● Enunciado del ejercicio 1
Según el texto sobre el programa radiofónico de Chabás, ¿quién tenía a su cargo el recitado de los textos?
● Enunciado del ejercicio 2
Retome el texto sobre el programa radiofónico de Chabás y continúelo a partir de su última oración.

● Texto extraído

=-=-=

Por razones imperiosas de subsistencia entre 1945 y 1946 Chabás aceptó intervenir en la Radioemisora del Ministerio de Educación de Cuba en un programa cultural cuyo propósito primero consistía en difundir la trayectoria poética de escritores de países de lengua española, especialmente de España y Cuba, mediante sucesivos comentarios en torno a su producción más sobresaliente y el recitado de textos a cargo de Coralia de Céspedes. La propia naturaleza del medio y la voluntad de incitar didáctica y divulgadoramente al público oyente la curiosidad e interés por la poesía condicionaron ciertamente la brevedad y ligereza de las glosas que conocemos, pero aun en su carácter secundario la obra contiene otros componentes de provechosa valoración. Quien quiso organizar este volumen lo hizo bajo el criterio de ordenación cronológica, incluso preferentemente al de procedencia geográfica. La nómina de los compendiados es extensa y ampliamente representativa: mexicanos (Manuel Gutiérrez Nájera, Amado Nervo, Enrique González Martínez, Alfonso Reyes, Octavio Paz), chilenos (Gabriela Mistral, Pablo Neruda), nicaragüenses (Rubén Darío, Salomón de la Selva), colombiano (José Asunción Silva), argentino (Leopoldo Lugones), uruguaya (Delmira Agustini), peruano (César Vallejo), y guatemalteco (Luis Cardoza y Aragón). A ellos se sumaron los cubanos Regino Pedroso, Rafaela Chacón Nardi, Ángel Augier, Cintio Vitier, Mariano Brull y Manuel Navarro Luna. El grueso del volumen lo constituye el bloque español: desde los poetas medievales a los clásicos, desde los románticos a los contemporáneos. Especial y muy valiosa contribución son los escritos acerca de los contemporáneos españoles, páginas concebidas a partir de un enorme esfuerzo de recuerdos, de memoria afectiva, que podríamos ponernos de acuerdo para denominar crítica memorialística. La nómina de autores crece con los noventayochistas Unamuno y Antonio Machado para enancharse con los modernistas (Joan Maragall, Valle-Inclán y Villaespesa) y el que Chabás llama grupo de transición (José Moreno Villa, Mauricio Bacarisse, Díez-Canedo), hasta alcanzar el Veintisiete: Guillén, Lorca, Prados, Aleixandre, Larrea, Ramón Gaya, Alberti, Bergamín, Max Aub, Rejano, Ernestina de Champourcin y el más epilogal Miguel Hernández.

=-=-=

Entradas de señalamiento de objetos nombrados
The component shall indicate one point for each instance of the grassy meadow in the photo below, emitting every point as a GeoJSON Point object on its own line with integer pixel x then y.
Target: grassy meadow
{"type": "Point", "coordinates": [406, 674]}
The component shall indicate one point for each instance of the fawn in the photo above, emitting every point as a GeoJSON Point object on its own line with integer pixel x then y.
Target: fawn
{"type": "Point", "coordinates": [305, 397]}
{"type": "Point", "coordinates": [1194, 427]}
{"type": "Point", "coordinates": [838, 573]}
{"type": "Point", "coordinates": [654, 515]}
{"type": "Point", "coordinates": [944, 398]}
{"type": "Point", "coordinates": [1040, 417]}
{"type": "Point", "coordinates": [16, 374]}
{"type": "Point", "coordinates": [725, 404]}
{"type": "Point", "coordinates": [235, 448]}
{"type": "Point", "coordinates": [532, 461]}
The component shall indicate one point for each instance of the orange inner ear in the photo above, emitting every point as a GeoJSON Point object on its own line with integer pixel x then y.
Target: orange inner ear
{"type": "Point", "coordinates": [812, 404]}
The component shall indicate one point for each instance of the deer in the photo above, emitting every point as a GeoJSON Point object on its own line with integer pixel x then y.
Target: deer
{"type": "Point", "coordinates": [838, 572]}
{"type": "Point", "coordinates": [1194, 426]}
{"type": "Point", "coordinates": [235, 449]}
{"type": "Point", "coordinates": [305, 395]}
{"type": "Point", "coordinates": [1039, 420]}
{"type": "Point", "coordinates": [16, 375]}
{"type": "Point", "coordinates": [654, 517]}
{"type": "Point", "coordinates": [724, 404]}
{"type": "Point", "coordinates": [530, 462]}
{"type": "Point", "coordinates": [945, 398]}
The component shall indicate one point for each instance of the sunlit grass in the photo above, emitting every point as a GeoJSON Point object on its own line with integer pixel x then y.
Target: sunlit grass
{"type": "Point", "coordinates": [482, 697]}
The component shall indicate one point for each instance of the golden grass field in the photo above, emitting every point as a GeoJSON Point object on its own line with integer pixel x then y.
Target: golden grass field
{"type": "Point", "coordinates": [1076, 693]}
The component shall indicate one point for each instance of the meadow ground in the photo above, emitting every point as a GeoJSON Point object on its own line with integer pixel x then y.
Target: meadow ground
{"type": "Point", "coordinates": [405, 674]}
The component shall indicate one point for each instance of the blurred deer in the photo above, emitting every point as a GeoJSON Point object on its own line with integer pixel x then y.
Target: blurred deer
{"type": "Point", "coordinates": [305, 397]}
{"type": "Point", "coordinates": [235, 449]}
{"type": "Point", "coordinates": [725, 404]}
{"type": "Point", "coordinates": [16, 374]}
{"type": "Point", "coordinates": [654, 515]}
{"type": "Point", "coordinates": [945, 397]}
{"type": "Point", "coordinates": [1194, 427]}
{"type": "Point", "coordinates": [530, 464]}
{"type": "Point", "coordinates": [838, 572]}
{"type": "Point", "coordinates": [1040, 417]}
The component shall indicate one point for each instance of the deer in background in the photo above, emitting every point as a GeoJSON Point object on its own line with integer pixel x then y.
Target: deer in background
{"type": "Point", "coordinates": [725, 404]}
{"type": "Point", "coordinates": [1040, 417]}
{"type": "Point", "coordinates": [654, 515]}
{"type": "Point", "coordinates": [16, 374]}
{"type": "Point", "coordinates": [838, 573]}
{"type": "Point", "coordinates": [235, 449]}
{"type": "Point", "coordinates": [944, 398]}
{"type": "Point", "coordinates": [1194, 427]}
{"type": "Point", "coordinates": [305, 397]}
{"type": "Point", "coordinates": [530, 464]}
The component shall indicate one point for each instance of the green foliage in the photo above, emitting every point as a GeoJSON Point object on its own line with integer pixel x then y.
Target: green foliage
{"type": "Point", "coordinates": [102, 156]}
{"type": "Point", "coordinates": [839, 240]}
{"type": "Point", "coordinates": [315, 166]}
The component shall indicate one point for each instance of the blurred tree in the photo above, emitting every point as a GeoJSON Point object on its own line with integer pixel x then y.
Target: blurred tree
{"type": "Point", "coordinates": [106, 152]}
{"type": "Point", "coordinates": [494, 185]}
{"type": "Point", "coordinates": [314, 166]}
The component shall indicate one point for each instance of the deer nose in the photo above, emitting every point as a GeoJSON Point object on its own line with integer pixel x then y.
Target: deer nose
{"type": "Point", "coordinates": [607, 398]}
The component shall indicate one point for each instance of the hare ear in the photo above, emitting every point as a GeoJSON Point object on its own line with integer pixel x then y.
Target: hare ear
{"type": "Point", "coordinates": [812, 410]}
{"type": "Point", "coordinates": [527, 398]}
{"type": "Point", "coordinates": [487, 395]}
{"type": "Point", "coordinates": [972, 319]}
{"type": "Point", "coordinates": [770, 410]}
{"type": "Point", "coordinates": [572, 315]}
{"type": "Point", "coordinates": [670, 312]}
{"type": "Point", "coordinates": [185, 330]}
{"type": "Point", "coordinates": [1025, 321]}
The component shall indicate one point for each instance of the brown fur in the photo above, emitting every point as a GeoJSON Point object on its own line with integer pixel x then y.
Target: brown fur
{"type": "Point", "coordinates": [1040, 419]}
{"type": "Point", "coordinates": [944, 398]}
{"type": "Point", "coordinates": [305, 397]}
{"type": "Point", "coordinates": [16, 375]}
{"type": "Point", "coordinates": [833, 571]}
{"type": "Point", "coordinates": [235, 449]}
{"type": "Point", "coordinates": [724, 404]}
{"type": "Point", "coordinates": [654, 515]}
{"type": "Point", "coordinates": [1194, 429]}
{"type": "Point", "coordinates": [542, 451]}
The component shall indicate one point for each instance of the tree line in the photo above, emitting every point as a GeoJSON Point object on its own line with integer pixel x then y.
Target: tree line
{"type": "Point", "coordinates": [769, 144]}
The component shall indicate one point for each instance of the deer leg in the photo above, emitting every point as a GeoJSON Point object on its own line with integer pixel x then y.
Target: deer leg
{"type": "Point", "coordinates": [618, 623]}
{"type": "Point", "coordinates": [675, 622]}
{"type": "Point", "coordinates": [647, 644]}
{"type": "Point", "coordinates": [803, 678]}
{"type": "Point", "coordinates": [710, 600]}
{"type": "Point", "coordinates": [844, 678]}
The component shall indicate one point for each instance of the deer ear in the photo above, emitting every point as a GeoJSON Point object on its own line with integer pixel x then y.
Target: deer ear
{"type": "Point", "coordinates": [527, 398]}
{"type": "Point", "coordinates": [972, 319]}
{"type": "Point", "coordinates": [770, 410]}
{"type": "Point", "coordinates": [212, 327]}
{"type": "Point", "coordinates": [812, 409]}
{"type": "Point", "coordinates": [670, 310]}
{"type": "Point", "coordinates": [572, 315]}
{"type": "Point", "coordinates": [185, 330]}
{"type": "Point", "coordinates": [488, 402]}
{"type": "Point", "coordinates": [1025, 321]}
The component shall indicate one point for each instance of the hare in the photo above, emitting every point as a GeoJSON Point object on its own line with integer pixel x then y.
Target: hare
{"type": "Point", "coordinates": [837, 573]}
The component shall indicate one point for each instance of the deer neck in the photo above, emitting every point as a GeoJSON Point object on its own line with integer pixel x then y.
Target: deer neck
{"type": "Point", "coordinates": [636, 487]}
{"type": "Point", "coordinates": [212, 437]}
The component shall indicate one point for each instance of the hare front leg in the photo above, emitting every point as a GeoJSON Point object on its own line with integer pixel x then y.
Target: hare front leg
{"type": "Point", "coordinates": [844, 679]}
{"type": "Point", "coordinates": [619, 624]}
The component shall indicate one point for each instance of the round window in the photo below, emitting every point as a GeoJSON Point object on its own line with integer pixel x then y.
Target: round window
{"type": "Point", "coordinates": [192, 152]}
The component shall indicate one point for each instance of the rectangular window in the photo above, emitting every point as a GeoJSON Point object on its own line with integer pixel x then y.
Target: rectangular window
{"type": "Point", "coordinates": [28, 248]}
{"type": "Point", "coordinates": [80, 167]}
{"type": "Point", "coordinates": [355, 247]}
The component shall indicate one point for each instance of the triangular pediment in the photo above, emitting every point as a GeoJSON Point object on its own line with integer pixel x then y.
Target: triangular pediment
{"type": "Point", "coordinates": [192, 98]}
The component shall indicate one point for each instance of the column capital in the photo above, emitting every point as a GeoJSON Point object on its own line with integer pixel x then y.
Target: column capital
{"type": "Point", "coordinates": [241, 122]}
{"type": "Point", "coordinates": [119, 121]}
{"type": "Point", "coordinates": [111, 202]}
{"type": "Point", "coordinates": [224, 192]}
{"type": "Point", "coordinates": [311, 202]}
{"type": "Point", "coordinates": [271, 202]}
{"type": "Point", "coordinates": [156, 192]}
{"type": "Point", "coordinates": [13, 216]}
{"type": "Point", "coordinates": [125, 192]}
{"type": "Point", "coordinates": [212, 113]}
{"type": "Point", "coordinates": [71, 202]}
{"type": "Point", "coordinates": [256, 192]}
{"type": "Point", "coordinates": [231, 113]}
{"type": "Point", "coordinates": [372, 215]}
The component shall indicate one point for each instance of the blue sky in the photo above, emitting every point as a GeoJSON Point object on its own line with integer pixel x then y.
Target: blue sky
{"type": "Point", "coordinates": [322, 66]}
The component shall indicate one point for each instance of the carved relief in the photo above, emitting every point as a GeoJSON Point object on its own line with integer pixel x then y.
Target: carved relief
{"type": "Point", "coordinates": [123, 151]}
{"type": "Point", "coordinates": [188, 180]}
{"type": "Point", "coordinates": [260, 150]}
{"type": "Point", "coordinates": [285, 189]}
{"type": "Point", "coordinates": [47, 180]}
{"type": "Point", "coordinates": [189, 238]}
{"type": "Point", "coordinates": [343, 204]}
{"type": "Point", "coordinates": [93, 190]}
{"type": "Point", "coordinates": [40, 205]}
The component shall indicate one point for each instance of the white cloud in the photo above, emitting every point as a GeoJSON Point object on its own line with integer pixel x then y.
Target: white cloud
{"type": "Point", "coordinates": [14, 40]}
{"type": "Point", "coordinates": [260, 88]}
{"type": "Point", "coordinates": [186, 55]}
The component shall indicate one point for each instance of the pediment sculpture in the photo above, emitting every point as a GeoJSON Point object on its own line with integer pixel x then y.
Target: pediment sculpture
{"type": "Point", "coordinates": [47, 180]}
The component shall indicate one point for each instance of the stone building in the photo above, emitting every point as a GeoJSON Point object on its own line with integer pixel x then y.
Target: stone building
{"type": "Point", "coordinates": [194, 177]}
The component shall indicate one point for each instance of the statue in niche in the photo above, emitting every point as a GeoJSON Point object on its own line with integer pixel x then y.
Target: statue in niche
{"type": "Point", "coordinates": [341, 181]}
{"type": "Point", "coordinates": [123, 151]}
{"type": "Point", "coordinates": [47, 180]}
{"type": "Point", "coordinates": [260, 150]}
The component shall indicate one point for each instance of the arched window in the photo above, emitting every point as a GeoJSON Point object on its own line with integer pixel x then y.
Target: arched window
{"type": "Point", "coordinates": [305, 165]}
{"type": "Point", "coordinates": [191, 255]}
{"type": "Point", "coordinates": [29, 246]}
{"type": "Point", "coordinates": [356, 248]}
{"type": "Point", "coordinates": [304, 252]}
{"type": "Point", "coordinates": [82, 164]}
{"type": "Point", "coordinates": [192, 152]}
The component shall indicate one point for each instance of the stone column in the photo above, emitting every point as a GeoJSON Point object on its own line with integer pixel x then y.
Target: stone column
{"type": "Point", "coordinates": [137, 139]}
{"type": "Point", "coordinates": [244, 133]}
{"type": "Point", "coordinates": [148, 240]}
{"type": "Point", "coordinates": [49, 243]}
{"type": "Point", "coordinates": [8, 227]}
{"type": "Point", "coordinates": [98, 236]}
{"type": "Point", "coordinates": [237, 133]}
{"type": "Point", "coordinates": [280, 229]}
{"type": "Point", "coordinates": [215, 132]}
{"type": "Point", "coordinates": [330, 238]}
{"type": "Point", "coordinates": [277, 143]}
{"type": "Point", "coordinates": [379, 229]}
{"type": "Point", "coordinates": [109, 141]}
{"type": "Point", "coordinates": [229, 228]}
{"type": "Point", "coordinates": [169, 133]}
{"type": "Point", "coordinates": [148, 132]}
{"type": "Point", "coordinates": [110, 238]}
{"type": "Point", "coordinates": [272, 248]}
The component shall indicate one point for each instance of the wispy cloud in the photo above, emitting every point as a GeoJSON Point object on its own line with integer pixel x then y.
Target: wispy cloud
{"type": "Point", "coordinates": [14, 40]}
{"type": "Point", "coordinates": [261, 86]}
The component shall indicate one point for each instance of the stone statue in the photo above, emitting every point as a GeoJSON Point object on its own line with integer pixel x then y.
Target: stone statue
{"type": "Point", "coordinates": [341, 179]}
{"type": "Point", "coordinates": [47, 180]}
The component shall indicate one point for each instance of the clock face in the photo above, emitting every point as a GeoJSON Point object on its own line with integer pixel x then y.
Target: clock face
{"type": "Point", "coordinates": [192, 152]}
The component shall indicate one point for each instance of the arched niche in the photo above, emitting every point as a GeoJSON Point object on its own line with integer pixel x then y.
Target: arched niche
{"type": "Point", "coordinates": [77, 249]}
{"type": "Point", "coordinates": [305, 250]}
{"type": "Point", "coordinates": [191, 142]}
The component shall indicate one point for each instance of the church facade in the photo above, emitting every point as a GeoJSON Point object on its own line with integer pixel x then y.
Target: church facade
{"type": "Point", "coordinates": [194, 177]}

=-=-=

● Resultado esperado 1
Coralia de Céspedes.

● Resultado esperado 2
A los escritores reunidos cabría sumar otros que tuvieron personalidad de principal relieve y por cuyo indispensable mérito de calidad su ausencia en estas páginas chirría sobremanera. Citemos únicamente entre los silencios al chileno Vicente Huidobro y al argentino Jorge Luis Borges, o a los españoles Pedro Salinas, Gerardo Diego, Manuel Altolaguirre y Luis Cernuda. Pensará el lector que cabría entender estas omisiones intencionadas, inexplicables, o simplemente que los originales de algunos guiones radiofónicos se perdieron para siempre. Por otra parte, permítaseme apresurar el paso para advertir a este mismo lector que los criterios selectivos del crítico en este volumen antológico son plurales: desde su inclusión justificada por valores estatuidos e indiscutibles en los clásicos al muy extendido reconocimiento y calidad literaria en el caso de los poetas contemporáneos, hecho este al que se suma, en ocasiones varias, la proximidad afectiva que había tenido Chabás con el autor tratado. La inmediatez de la historia, la historización de un fragmento temporal próximo, implica que no haya apenas espacio entre el historiador, que aquí es el eje de la obra, y lo que «narra» la historia literaria; o que esa mínima separación llegue a reducirse progresiva, decrecientemente. Mediante su memoria selectiva, Chabás se sitúa dentro de esa historia que narra: la realidad de la historia vivida, los espacios y ambientes que conoció, las entrañables semblanzas de escritores con los que mantuvo estrecha relación, incluso anécdotas de índole varia, etc. Por la naturaleza de estas páginas, convengamos en converger y concentrar nuestra mirada en las semblanzas de los poetas contemporáneos dibujadas analíticamente por Chabás.

Frecuentemente, comienza presentándonos al autor, la época que conoció, la obra que compuso. Preparan el retrato unas breves pinceladas sobre los rasgos físicos (prosopografía) y el carácter detenido en el alma del poeta (etopeya), aquello que mejor describe el recuerdo. Véase si no, como ejemplo, el principio del recuerdo de Jorge Guillén:

«Recuerdo a Jorge Guillén delgado y alto, con severidad de hombre castellano y cierta cortesía francesa, parisién, que suavizaba, enriqueciéndola de matices exteriores, aquella austera apariencia vallisoletana. Hablaba con mesura contenida, apoyaba las palabras con gestos ceñidos, deslizaba sus comentarios y sus afirmaciones con una elegancia que les quitaba toda pretenciosa pedantería».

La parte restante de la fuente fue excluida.